• _DATA FOR THE TASK_:
----------

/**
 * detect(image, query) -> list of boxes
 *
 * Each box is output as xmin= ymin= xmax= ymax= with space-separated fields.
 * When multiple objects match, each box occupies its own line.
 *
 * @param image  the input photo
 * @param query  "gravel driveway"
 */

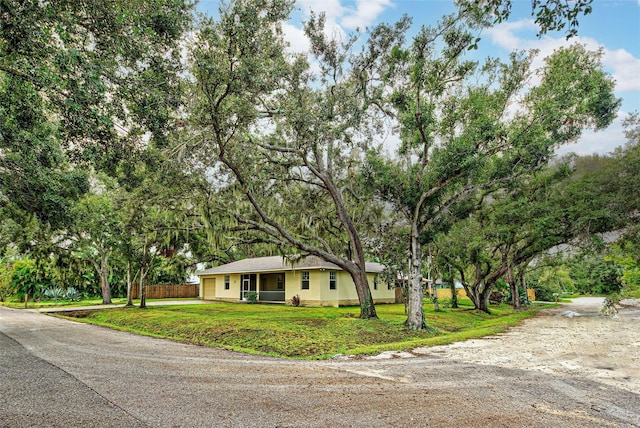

----------

Show each line of the listing above that contains the word "image".

 * detect(image, query) -> list of boxes
 * @param image  the input photo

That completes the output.